Referring expression data:
= Beginning of Section =

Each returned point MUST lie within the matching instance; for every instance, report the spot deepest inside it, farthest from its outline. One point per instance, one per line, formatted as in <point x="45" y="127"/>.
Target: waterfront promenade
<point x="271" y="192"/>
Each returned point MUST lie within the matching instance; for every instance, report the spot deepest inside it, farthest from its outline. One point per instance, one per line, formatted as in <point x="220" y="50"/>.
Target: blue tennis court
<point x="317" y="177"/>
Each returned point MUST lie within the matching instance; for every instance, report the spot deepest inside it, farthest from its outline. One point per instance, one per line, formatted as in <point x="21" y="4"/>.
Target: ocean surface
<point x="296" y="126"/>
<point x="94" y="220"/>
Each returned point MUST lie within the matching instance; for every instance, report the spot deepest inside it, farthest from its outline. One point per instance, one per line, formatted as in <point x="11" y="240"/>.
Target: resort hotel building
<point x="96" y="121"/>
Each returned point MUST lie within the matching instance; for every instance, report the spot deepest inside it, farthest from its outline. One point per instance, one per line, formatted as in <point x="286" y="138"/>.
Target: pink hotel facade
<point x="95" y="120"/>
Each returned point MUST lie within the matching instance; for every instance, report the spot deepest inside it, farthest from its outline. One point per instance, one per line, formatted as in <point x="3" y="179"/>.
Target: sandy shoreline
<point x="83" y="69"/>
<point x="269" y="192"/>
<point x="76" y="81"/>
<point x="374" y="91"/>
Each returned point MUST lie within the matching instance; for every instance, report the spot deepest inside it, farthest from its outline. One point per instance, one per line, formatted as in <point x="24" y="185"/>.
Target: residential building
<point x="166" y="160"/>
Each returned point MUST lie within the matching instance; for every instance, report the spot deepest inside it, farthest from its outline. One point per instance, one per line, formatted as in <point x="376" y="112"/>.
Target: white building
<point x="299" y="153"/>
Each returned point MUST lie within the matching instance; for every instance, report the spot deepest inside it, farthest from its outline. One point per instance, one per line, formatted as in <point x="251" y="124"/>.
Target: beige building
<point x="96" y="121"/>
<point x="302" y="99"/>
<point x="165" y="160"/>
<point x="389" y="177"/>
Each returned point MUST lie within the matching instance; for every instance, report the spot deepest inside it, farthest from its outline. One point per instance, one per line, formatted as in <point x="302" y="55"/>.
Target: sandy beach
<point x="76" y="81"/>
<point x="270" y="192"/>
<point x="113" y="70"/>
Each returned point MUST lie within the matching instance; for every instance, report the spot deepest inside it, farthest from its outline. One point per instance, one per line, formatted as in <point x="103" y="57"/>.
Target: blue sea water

= End of Section =

TASK STATEMENT
Exactly as they appear above, the records are to be transcribed in full.

ANSWER SECTION
Each returned point MUST lie within the matching instance; for every instance, report the spot deepest inside it, farthest from its outline. One point per instance, one per line, formatted as in <point x="45" y="127"/>.
Target: waterfront promenade
<point x="271" y="192"/>
Each returned point MUST lie within the matching instance; for every instance, report the spot deepest inside it, farthest from its outline. One point per instance, one per line, formatted as in <point x="220" y="50"/>.
Target: blue tennis court
<point x="317" y="177"/>
Each returned point MUST lie within the matching instance; for every instance, report the spot deepest inside it, farthest from its outline. One point per instance, one per line, formatted as in <point x="21" y="4"/>.
Target: ocean surface
<point x="296" y="126"/>
<point x="94" y="220"/>
Each returned point MUST lie within the matching instance; for every instance, report the spot deepest inside it, farthest from its outline. One point per instance, one per line, formatted as in <point x="11" y="240"/>.
Target: resort hotel building
<point x="96" y="121"/>
Each returned point MUST lie within the matching instance; for every instance, report the spot deepest inside it, farthest from its outline. One point per instance, one per line, formatted as in <point x="286" y="138"/>.
Target: pink hotel facade
<point x="95" y="120"/>
Each returned point MUST lie within the matching instance; for every instance, report the spot deepest inside it, farthest from its outline. One point per instance, one per line, formatted as in <point x="3" y="179"/>.
Target: sandy shoreline
<point x="83" y="69"/>
<point x="269" y="192"/>
<point x="76" y="81"/>
<point x="374" y="91"/>
Each returned point MUST lie within the matching instance; for every instance, report the spot deepest inside it, farthest from its outline. One point per instance, one per line, formatted as in <point x="24" y="185"/>.
Target: residential building
<point x="166" y="160"/>
Each returned point MUST lie within the matching instance; for every instance, report the spot deepest inside it, farthest from its outline. One point per instance, one per line, formatted as in <point x="376" y="112"/>.
Target: white building
<point x="299" y="153"/>
Each returned point MUST lie within the matching instance; for every instance, report the spot deepest inside it, farthest from its outline. One point per instance, one per line, formatted as in <point x="251" y="124"/>.
Target: beige building
<point x="96" y="121"/>
<point x="302" y="99"/>
<point x="165" y="160"/>
<point x="389" y="177"/>
Each returned point MUST lie within the matching instance; for every instance, report the spot deepest inside it, farthest from its outline. One point per instance, one per line, formatted as in <point x="302" y="55"/>.
Target: sandy beach
<point x="76" y="81"/>
<point x="270" y="192"/>
<point x="113" y="70"/>
Each returned point MUST lie within the matching instance; for every instance, report the spot deepest inside it, farthest from its outline. One point per instance, one per line, formatted as in <point x="103" y="57"/>.
Target: blue sea water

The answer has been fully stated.